_Reading passage_.
★ ★ ★ ★ ★
LLMOCR uses a local LLM to read text from images.
You can also change the instruction to have the LLM use the image in the way that you prompt.
- Local Processing: All processing is done locally on your machine.
- User-Friendly GUI: Includes a GUI. Relies on Koboldcpp, a single executable, for all AI functionality.
- GPU Acceleration: Will use Apple Metal, Nvidia CUDA, or AMD (Vulkan) hardware if available to greatly speed inference.
- Cross-Platform: Supports Windows, macOS ARM, and Linux.
- Python 3.8 or higher
- KoboldCPP
-
Clone the repository or download the ZIP file and extract it.
-
Install Python for Windows.
-
Download KoboldCPP.exe and place it in the LLMOCR folder. If it is not named KoboldCPP.exe, rename it to KoboldCPP.exe
-
If you want the script to download a model for you and have KoboldCpp run it for you, open
llm_ocr.bat
-
If you want to load your own model using KoboldCpp, open
llm_ocr_no_kobold.bat
-
Clone the repository or download and extract the ZIP file.
-
Install Python 3.8 or higher if not already installed.
-
Create a new python env and install the requirements.txt.
-
Run kobold with flag --config llm-ocr.kcppt
-
Wait until the model weights finish downloading and the terminal window says
Please connect to custom endpoint at http://localhost:5001
-
Run llm-ocr-gui.py using Python.
This project is licensed under the MIT License - see the LICENSE file for details.
★ ★ ★ ★ ★
_Task A_. Under which license is the project on the LLMOCR page released?
_Task B_. List the names of all the features that the LLMOCR page describes.
_Task C_. Write out the part of the LLMOCR page that begins at the words "You can also" and stops after the words "Python for Windows.".
The lines that come next play no part in this exercise.

_Stored data_.
★ ★ ★ ★ ★
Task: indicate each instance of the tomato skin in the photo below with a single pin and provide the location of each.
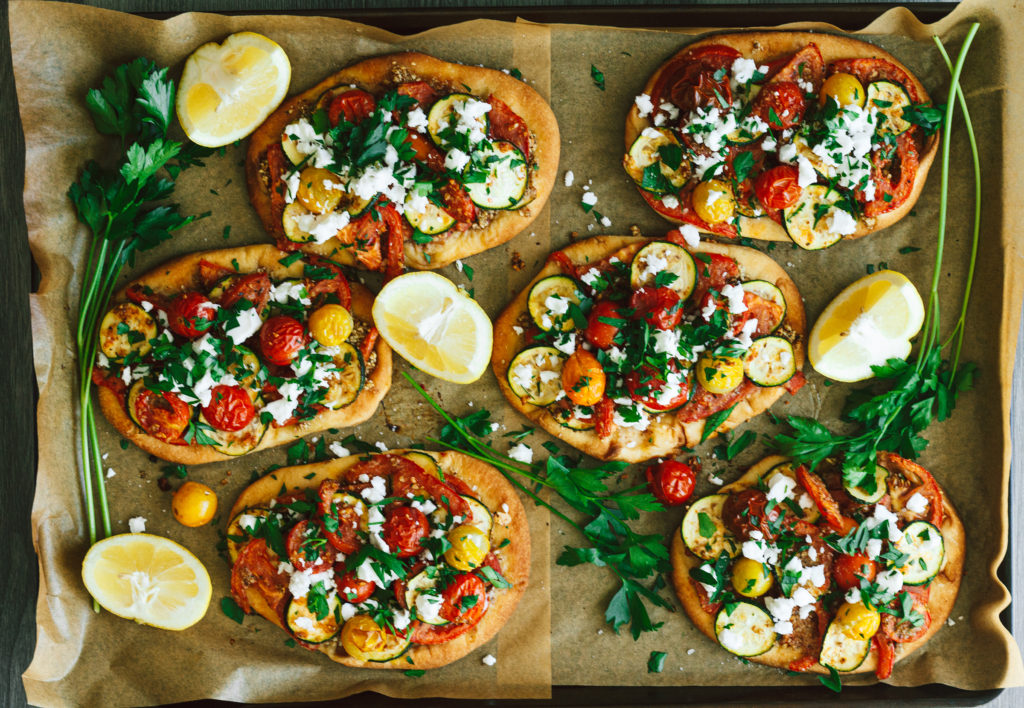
★ ★ ★ ★ ★
_Result A_. The MIT License.

_Result B_. Local Processing, User-Friendly GUI, GPU Acceleration, Cross-Platform

_Result C_.
You can also change the instruction to have the LLM use the image in the way that you prompt.
- Local Processing: All processing is done locally on your machine.
- User-Friendly GUI: Includes a GUI. Relies on Koboldcpp, a single executable, for all AI functionality.
- GPU Acceleration: Will use Apple Metal, Nvidia CUDA, or AMD (Vulkan) hardware if available to greatly speed inference.
- Cross-Platform: Supports Windows, macOS ARM, and Linux.
- Python 3.8 or higher
- KoboldCPP
-
Clone the repository or download the ZIP file and extract it.
-
Install Python for Windows.